▶ Aim:
Copy out all the records below, putting "whole-number pixel coordinates" wherever "integer pixel coordinates" appears and leaving everything else the same. Leave the pictures out.

▶ Supplied data:
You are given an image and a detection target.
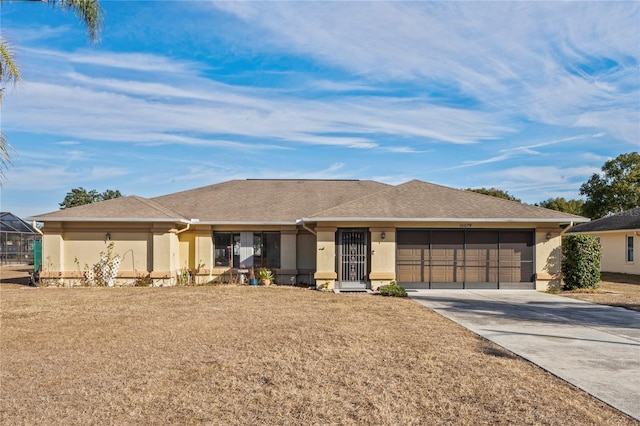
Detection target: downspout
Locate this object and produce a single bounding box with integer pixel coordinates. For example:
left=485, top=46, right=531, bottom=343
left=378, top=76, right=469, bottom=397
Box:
left=560, top=222, right=573, bottom=236
left=31, top=220, right=44, bottom=236
left=296, top=219, right=318, bottom=235
left=174, top=223, right=191, bottom=235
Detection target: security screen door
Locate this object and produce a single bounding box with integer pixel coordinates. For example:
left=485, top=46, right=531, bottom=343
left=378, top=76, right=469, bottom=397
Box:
left=338, top=229, right=369, bottom=290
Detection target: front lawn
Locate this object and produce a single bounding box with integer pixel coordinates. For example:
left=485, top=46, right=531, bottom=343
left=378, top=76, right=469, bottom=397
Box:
left=0, top=286, right=637, bottom=425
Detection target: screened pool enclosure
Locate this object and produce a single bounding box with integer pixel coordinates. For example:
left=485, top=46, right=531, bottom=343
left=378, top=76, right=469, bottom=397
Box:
left=0, top=212, right=41, bottom=265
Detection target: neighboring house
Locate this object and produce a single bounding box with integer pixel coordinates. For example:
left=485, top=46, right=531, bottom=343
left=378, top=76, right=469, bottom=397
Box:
left=31, top=180, right=589, bottom=291
left=567, top=207, right=640, bottom=275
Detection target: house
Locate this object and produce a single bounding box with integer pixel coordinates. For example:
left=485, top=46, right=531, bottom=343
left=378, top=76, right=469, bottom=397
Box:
left=30, top=179, right=589, bottom=291
left=567, top=207, right=640, bottom=275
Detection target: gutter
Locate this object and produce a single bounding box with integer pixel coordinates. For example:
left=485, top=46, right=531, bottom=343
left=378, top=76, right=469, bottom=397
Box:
left=296, top=217, right=590, bottom=226
left=296, top=219, right=318, bottom=235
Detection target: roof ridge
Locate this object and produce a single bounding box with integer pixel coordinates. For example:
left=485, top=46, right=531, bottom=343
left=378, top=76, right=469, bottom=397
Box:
left=130, top=195, right=184, bottom=219
left=309, top=179, right=400, bottom=217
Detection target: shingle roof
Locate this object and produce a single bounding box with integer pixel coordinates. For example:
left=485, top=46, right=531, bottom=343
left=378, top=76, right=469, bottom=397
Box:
left=308, top=180, right=588, bottom=222
left=153, top=180, right=390, bottom=223
left=31, top=180, right=588, bottom=224
left=31, top=195, right=184, bottom=222
left=567, top=207, right=640, bottom=234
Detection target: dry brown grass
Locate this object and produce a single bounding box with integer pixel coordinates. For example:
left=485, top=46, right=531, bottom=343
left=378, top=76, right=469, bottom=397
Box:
left=0, top=285, right=638, bottom=425
left=557, top=272, right=640, bottom=311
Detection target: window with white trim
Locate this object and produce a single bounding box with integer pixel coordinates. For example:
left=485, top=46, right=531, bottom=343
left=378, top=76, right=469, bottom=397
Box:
left=213, top=232, right=280, bottom=269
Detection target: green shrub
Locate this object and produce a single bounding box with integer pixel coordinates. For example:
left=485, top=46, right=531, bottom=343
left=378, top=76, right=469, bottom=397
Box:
left=378, top=280, right=407, bottom=297
left=562, top=234, right=602, bottom=290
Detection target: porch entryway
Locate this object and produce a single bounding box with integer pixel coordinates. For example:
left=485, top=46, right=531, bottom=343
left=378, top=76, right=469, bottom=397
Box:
left=336, top=229, right=369, bottom=291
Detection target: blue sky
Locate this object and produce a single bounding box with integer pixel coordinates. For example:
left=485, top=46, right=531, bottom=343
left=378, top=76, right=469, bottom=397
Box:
left=0, top=1, right=640, bottom=217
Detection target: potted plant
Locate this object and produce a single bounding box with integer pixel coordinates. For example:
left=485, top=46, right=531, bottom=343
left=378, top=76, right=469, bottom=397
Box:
left=249, top=266, right=258, bottom=285
left=258, top=268, right=273, bottom=285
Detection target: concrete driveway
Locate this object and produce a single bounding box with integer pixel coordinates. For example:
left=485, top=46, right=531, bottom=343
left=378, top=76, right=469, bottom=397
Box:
left=407, top=290, right=640, bottom=420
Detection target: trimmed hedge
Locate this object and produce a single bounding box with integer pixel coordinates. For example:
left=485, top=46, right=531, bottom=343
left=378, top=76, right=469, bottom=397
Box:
left=562, top=234, right=602, bottom=290
left=378, top=280, right=407, bottom=297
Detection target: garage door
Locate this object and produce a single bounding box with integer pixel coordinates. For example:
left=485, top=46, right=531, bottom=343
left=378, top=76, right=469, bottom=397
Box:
left=396, top=229, right=535, bottom=289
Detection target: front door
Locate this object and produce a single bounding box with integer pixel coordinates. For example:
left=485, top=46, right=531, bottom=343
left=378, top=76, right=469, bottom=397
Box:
left=338, top=229, right=369, bottom=290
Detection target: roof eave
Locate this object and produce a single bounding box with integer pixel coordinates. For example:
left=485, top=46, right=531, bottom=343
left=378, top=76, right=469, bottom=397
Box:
left=301, top=217, right=590, bottom=223
left=192, top=219, right=296, bottom=226
left=27, top=216, right=188, bottom=223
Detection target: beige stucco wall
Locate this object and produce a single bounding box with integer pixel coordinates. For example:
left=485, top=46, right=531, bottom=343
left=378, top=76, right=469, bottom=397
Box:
left=313, top=226, right=338, bottom=289
left=535, top=228, right=562, bottom=291
left=315, top=221, right=561, bottom=291
left=38, top=221, right=580, bottom=290
left=369, top=227, right=396, bottom=290
left=42, top=222, right=152, bottom=285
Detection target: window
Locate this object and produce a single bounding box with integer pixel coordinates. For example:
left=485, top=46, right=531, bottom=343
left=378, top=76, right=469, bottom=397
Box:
left=213, top=232, right=280, bottom=269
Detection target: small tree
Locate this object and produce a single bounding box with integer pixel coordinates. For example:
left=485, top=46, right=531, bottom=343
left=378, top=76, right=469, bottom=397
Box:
left=60, top=187, right=122, bottom=209
left=562, top=234, right=602, bottom=290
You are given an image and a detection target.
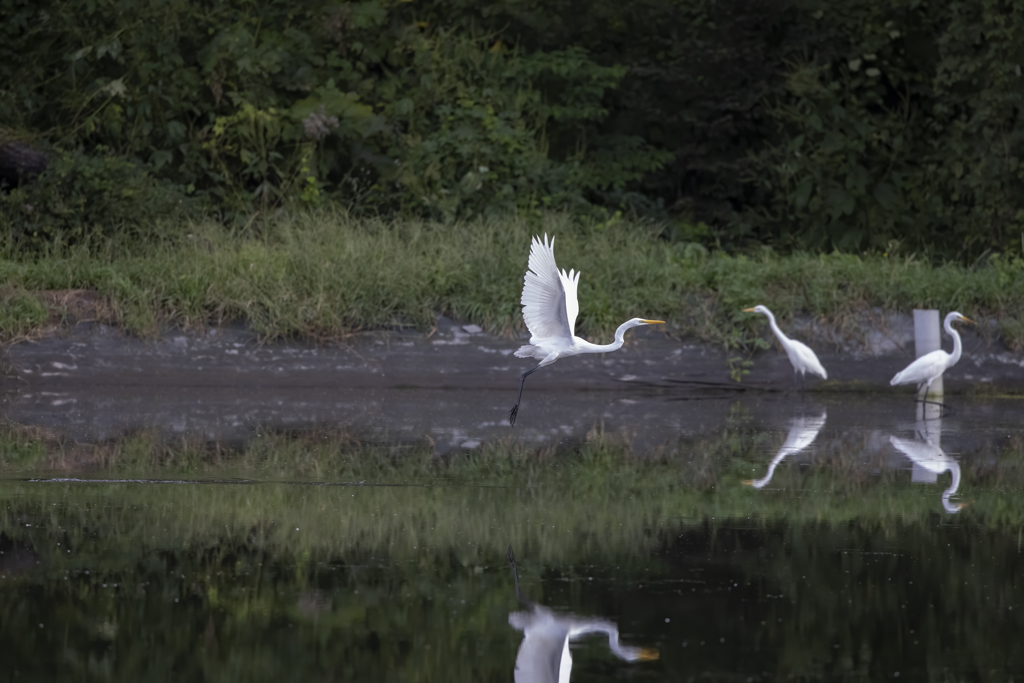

▶ Solution:
You are given an image and a detection target.
Detection target: downspout
Locate this object and produce a single bounding box with whole-number pixel coordinates. For example:
left=485, top=46, right=531, bottom=343
left=378, top=76, right=469, bottom=397
Box:
left=560, top=222, right=573, bottom=236
left=31, top=220, right=44, bottom=236
left=296, top=219, right=318, bottom=235
left=174, top=223, right=191, bottom=235
Detection target: security screen door
Locate this object and produce a single bounding box with whole-number pixel coordinates. For example:
left=485, top=46, right=531, bottom=343
left=378, top=76, right=469, bottom=397
Box:
left=338, top=229, right=369, bottom=290
Detection target: front lawn
Locate this object and produce a single bounding box with whole-number pixel coordinates. For example:
left=485, top=46, right=531, bottom=343
left=378, top=76, right=469, bottom=397
Box:
left=0, top=286, right=637, bottom=425
Detection target: screened pool enclosure
Locate this object and produce a single bounding box with whole-number pixel coordinates. For example:
left=485, top=46, right=531, bottom=343
left=378, top=76, right=469, bottom=397
Box:
left=0, top=212, right=41, bottom=265
Detection target: neighboring house
Locate this object and produce a single bounding box with whole-number pixel coordinates. For example:
left=485, top=46, right=531, bottom=343
left=378, top=76, right=469, bottom=397
Box:
left=31, top=180, right=589, bottom=291
left=567, top=207, right=640, bottom=275
Detection target: house
Locate this object and produce a single bounding box with whole-number pixel coordinates. For example:
left=485, top=46, right=531, bottom=343
left=378, top=76, right=469, bottom=397
Box:
left=30, top=179, right=589, bottom=291
left=567, top=207, right=640, bottom=275
Detection target: gutter
Locate this object and produce a single bounding box with whole-number pixel coordinates. For example:
left=485, top=46, right=531, bottom=343
left=378, top=76, right=469, bottom=397
Box:
left=296, top=217, right=590, bottom=226
left=296, top=219, right=318, bottom=235
Detection target: roof ridge
Locate this object and produce a single bounding box with whole-number pixel coordinates. For example:
left=485, top=46, right=531, bottom=343
left=378, top=76, right=469, bottom=397
Box:
left=130, top=195, right=184, bottom=219
left=309, top=179, right=400, bottom=217
Detection target: shingle roof
Locate this object and produce a single bounding box with whole-number pixel coordinates. For example:
left=485, top=46, right=531, bottom=343
left=378, top=76, right=469, bottom=397
Box:
left=308, top=180, right=588, bottom=222
left=153, top=180, right=390, bottom=223
left=31, top=180, right=588, bottom=224
left=31, top=195, right=184, bottom=222
left=567, top=207, right=640, bottom=234
Detection target: dry brown grass
Locate this object and produce a single bounding box with whole-number pixel coordinates. For example:
left=485, top=46, right=531, bottom=343
left=378, top=76, right=469, bottom=397
Box:
left=0, top=285, right=638, bottom=425
left=557, top=272, right=640, bottom=311
Detection target: window with white trim
Locate this object and produce a single bounding box with whole-number pixel coordinates. For example:
left=485, top=46, right=531, bottom=343
left=378, top=76, right=469, bottom=397
Box:
left=213, top=232, right=280, bottom=269
Detection target: green shrub
Locate this object and produce a single bounding box with whole-number pixel coordinates. For example:
left=485, top=46, right=531, bottom=343
left=378, top=76, right=469, bottom=397
Box:
left=378, top=280, right=407, bottom=297
left=562, top=234, right=602, bottom=290
Detection target: porch entryway
Locate this object and produce a single bounding box with whole-number pixel coordinates. For example:
left=485, top=46, right=531, bottom=343
left=378, top=76, right=469, bottom=397
Box:
left=336, top=229, right=369, bottom=291
Detection target: blue sky
Locate this object and produce a single bounding box with whole-number pixel coordinates. For example:
left=485, top=46, right=531, bottom=343
left=378, top=76, right=469, bottom=397
Box:
left=0, top=1, right=640, bottom=217
Detection target: potted plant
Locate this object and produce a single bounding box with whole-number pixel coordinates. For example:
left=485, top=46, right=531, bottom=343
left=378, top=76, right=469, bottom=397
Box:
left=249, top=266, right=258, bottom=285
left=258, top=268, right=273, bottom=285
Detection target: concrete driveway
Locate this object and produce a single bounding box with whole-number pixel coordinates. For example:
left=485, top=46, right=531, bottom=343
left=378, top=76, right=469, bottom=397
Box:
left=407, top=290, right=640, bottom=420
Detection target: trimmed hedge
Locate this object and produce a single bounding box with whole-number pixel coordinates. For example:
left=485, top=46, right=531, bottom=343
left=378, top=76, right=469, bottom=397
Box:
left=562, top=234, right=602, bottom=290
left=378, top=280, right=407, bottom=297
Detection target: garage door
Locate this object and produce a single bounding box with whole-number pixel coordinates. For example:
left=485, top=46, right=531, bottom=343
left=378, top=76, right=469, bottom=397
Box:
left=396, top=229, right=535, bottom=289
Detection target: front door
Locate this object and produce a single bounding box with whole-number pixel coordinates. For example:
left=485, top=46, right=531, bottom=343
left=378, top=76, right=469, bottom=397
Box:
left=338, top=229, right=369, bottom=290
Detection target: roof eave
Locate this object and produce a single bounding box with whole-number pixel coordinates. For example:
left=485, top=46, right=531, bottom=343
left=378, top=76, right=469, bottom=397
Box:
left=301, top=217, right=590, bottom=223
left=192, top=219, right=296, bottom=226
left=27, top=216, right=188, bottom=223
Detection target: beige stucco wall
Locate this object and produce a single bounding box with whole-number pixel coordinates. For example:
left=485, top=46, right=531, bottom=343
left=378, top=76, right=469, bottom=397
Box:
left=313, top=226, right=338, bottom=289
left=535, top=228, right=562, bottom=291
left=315, top=221, right=561, bottom=291
left=38, top=221, right=580, bottom=290
left=369, top=227, right=396, bottom=290
left=42, top=222, right=152, bottom=285
Detection target: window
Locate this object and produce a single bounding box with whole-number pixel coordinates. For example:
left=485, top=46, right=531, bottom=343
left=378, top=76, right=469, bottom=397
Box:
left=213, top=232, right=280, bottom=269
Detection target: small tree
Locate this object and produce a single bounding box with whole-number pixel coordinates. For example:
left=485, top=46, right=531, bottom=343
left=378, top=76, right=469, bottom=397
Box:
left=60, top=187, right=122, bottom=209
left=562, top=234, right=602, bottom=290
You are given an image and a detection target.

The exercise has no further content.